__Data for this exercise__.
+---+

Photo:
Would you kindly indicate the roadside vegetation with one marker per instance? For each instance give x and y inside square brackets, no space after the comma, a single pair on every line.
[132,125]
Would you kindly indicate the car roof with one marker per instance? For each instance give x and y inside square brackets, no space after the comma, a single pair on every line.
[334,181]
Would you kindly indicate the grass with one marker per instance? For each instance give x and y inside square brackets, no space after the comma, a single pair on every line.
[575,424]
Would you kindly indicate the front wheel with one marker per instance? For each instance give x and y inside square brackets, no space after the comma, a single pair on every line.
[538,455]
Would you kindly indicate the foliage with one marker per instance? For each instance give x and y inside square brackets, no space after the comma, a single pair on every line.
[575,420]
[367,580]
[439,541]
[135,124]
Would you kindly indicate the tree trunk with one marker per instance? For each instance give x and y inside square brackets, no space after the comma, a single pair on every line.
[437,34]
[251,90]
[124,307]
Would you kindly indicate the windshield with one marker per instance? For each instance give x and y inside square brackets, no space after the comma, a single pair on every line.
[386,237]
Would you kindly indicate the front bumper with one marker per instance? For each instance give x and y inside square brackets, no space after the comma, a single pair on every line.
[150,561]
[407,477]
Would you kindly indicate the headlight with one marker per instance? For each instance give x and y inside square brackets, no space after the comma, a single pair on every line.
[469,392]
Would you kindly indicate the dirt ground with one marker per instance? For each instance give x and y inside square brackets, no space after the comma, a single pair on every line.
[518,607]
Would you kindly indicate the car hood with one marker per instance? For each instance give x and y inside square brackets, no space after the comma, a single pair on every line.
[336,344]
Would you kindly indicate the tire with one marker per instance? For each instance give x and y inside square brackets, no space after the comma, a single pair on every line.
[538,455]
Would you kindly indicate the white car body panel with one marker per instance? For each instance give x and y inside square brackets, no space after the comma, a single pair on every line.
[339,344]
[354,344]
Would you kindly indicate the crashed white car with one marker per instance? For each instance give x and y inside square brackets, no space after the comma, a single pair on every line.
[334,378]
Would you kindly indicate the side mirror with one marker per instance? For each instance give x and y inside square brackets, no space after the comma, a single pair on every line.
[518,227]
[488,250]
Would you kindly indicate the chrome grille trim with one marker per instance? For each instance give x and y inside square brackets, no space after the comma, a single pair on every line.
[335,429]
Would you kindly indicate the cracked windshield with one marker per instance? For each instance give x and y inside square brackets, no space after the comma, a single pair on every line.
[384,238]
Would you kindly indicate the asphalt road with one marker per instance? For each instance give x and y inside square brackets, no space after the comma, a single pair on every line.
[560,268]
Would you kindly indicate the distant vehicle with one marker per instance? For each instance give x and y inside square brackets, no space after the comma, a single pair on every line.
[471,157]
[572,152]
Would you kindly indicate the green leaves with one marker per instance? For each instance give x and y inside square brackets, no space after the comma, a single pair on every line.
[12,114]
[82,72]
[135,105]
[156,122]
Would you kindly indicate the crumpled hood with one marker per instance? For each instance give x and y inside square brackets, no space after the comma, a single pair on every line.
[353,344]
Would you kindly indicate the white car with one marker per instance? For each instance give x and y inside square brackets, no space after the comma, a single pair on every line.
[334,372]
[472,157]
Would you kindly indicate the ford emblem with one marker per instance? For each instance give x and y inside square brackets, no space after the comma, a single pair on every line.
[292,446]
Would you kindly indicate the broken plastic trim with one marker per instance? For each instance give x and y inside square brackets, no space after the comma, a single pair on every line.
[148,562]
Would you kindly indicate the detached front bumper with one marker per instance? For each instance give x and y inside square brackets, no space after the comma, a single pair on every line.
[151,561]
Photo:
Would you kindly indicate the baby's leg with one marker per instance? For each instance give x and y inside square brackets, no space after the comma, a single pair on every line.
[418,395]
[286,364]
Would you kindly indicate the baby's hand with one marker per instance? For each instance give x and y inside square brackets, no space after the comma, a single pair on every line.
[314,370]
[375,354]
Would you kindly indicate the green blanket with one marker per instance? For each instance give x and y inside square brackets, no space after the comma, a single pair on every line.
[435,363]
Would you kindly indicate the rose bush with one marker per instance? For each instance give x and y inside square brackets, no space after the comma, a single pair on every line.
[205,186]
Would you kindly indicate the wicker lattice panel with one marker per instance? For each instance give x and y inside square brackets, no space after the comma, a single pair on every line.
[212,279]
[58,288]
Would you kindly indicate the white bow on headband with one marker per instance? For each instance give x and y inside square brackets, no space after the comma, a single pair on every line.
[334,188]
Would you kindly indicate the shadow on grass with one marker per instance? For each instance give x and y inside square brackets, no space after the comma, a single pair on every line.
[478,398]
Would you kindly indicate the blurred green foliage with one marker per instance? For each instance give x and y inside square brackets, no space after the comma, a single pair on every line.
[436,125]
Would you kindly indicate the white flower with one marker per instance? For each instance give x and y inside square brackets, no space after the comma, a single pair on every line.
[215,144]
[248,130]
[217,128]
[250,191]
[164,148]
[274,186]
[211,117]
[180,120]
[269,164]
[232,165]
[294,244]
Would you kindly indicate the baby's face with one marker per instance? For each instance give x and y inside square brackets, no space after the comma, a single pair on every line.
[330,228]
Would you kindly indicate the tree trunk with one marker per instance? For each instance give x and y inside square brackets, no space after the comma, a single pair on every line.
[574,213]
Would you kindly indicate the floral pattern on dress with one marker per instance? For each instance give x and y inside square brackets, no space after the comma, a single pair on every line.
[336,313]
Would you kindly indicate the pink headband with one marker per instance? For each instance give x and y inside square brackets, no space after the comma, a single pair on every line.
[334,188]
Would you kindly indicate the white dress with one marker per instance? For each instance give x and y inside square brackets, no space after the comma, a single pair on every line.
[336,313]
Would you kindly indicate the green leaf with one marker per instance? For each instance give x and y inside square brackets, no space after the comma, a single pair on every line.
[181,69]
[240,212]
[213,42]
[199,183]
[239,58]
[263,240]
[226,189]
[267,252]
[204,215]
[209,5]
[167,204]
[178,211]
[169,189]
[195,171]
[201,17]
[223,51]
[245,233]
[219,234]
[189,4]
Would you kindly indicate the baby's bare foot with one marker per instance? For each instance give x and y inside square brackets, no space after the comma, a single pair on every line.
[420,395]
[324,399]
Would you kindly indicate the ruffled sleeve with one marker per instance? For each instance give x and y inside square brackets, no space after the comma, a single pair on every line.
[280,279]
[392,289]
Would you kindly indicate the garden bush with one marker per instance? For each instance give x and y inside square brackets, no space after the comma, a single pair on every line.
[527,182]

+---+

__Directions__.
Would you copy the entire listing exactly, missing nothing?

__Your solution__.
Photo:
Would you kindly indicate the roadside vegetation with one marker per instance? For each instance give x and y inside square brackets, no space after the comma, a single pair on every line.
[132,125]
Would you kindly indicate the car roof with one marker per instance? For each instance give x and y inside square brackets, no space after the comma, a single pair on every line.
[334,181]
Would you kindly indicate the grass with one marker per instance? For each instance give x and y inside square brackets, no space after the comma, a single pair on every line.
[575,424]
Would you kindly indicate the front wheel with one marker per instance? For each instance give x and y inside square brackets, no space after the comma, a single pair on every line.
[538,455]
Would you kindly indicate the foliage with one marker per instance? For each instance give x and y inside square brackets, no space after the comma, a single pair on every line.
[575,420]
[367,580]
[439,541]
[135,124]
Would you kindly indicate the tree trunk with one marker per instance? For each instance give x and y inside square brackets, no space after the comma, a single pair on every line.
[437,34]
[251,90]
[124,307]
Would you kindly indicate the windshield with one marker per instance? For each instance give x and y inside square brackets, no space after the comma, a single pair on every line.
[386,237]
Would you kindly indicate the front bumper with one marker per instance? For each instance give x and y inside square brackets, no space after the comma, a single pair on every line.
[150,561]
[407,477]
Would you kindly indicate the headlight with one marker per instance? For each instance give x and y inside square brackets, no space after the comma, a single pair on every line.
[469,392]
Would you kindly indicate the dirt ground with one marker per instance? For each instance give x and y inside square brackets, no space after the comma, a single pair on every line.
[518,607]
Would you kindly indicate the car hood with one marker per instance? For each instance give x and y inside square brackets, no space after the comma, a single pair on every line.
[336,344]
Would you kindly indicate the tire with one marker per instance? For each instance give x and y inside square brackets, no space after the comma, a single pair on every line.
[538,455]
Would you kindly indicate the white car body panel with one marker per instance? For each instance give x and y inside square brackets, no space after the comma, a single pair on every line.
[339,344]
[354,344]
Would you kindly indicate the crashed white car with one marker per instance? For each instance give x and y inside square brackets, no space after the comma, a single pair on every line.
[334,378]
Would you kindly indicate the side mirror with one marker per instance? For each instance give x and y inside square brackets, no space after the comma, a single pair on every line.
[518,227]
[488,250]
Would you kindly indicate the chrome grille trim with one marker per instance? For each instance give x and y inside square brackets, no space after the comma, a single pair on every line.
[335,429]
Would you kindly indicate the cracked windshield with one marker per instance? For each instance give x and y inside square brackets, no space after the comma, a single pair on every line.
[384,238]
Would you kindly indicate the asphalt road with one marker per instance? For each instance give x and y inside square brackets, no space after the comma, a single pair on every line.
[560,268]
Would you kindly indicate the distant vehicle with one marker per instance? For each instance give x and y inside square brackets, no space after the comma, a single pair on every line.
[471,157]
[572,152]
Would you kindly indicate the green leaves with one marker per instance? For each instance give x and y inside square brackets, no space after the comma, a single pair on every line.
[12,114]
[82,72]
[135,105]
[156,122]
Would you kindly indicate the crumpled hood with one marker per instance? For each instance give x and y inside square brackets, no space after the comma, a single pair on every line.
[353,344]
Would you kindly indicate the white car with one marker per instance? For each instance give x and y inside square brackets, no space after the comma, a single pair on every line.
[334,372]
[472,157]
Would you kindly indicate the ford emblem with one marker per instance? For each instance give x and y inside square brackets, no space after the comma, a single pair on every line.
[292,446]
Would you kindly indicate the broken plastic trim with one marker per instance? For each instance give x and y inside square brackets, no space after the comma, a single pair on every line.
[148,562]
Would you kindly indicate the detached front bumper with one marker per instance? For each instance give x and y inside square brackets, no space after the comma, a single pair on every line.
[151,561]
Photo:
Would you kindly indicate the baby's leg with one marker per instance? For each instance give x and y inside square brackets, no space after the comma, a single pair on every line.
[418,395]
[286,364]
Would you kindly indicate the baby's hand with one marker per instance? For each instance give x and y inside square brackets, no space after the comma, a single pair on every line.
[314,370]
[375,354]
Would you kindly indicate the green blanket with one marker per instance? For each instance give x and y inside square brackets, no space after the comma, a single pair on every line.
[435,363]
Would you kindly indicate the rose bush with one marker per instance? For each instance give x and y inside square brackets, no space after the comma, a single pair on every line.
[205,186]
Would you kindly indicate the wicker lattice panel with one marker per instance? For each instance give x and y inside square brackets, no space after the comma, a single pair on every line.
[212,279]
[58,288]
Would you kindly indicate the white bow on headband with one marker per instance? For each instance give x and y inside square brackets, no space after the comma, a single pair on every line.
[334,188]
Would you kindly indicate the shadow on grass with one marker per instance? For each instance give x and y inside square brackets, no space after the comma, a single pair on every line.
[478,398]
Would you kindly indicate the blurred green foliage with one marker per instance? For each instance give x and y inside square brackets, no space after the comma, a single pair on every line.
[436,125]
Would you kindly indicate the white flower with one marker per instance? For each instance give x and y inside square brackets, no space after the comma, a single pair on every line.
[215,144]
[248,130]
[217,128]
[250,191]
[164,148]
[274,186]
[211,117]
[180,120]
[269,164]
[232,165]
[294,244]
Would you kindly indicate the baby's face with one marker per instance? For each instance give x and y inside square brackets, no space after the comma, a single pair on every line.
[330,228]
Would you kindly indicate the tree trunk with one marker per instance? For each instance give x and y inside square brackets, no space after the comma, a single pair on every line.
[574,213]
Would you kindly indicate the floral pattern on dress with one marker per instance? For each instance give x and y inside square brackets, no space after the comma, a single pair on every line.
[336,313]
Would you kindly indicate the pink headband with one marker per instance? For each instance give x and y inside square brackets, no space after the comma, a single pair on every line.
[334,188]
Would you kindly indicate the white dress with one marker per instance? For each instance give x and y inside square brackets, no space after the comma, a single pair on every line.
[336,313]
Would you kindly indicate the green leaf with one marker per instance? For each instance give x and y inside square brackets, no space after the comma, a single pair on every line.
[181,69]
[240,212]
[213,42]
[199,183]
[239,58]
[263,240]
[226,189]
[267,252]
[204,215]
[209,5]
[167,204]
[178,211]
[169,189]
[195,171]
[201,17]
[223,51]
[245,233]
[219,234]
[189,4]
Would you kindly indicate the baby's bare foot with one marker per instance? For each instance give x and y inside square brackets, no space after the comma, a single pair on every line.
[420,395]
[324,399]
Would you kindly indicate the ruffled sleeve with one marker per instance? For each instance give x and y inside square brackets, no space after the comma, a single pair on every line.
[280,279]
[392,289]
Would you kindly indicate the garden bush with one marker per instance? For each instance give x and y inside square brackets, no space after the comma, a single pair on every line.
[527,182]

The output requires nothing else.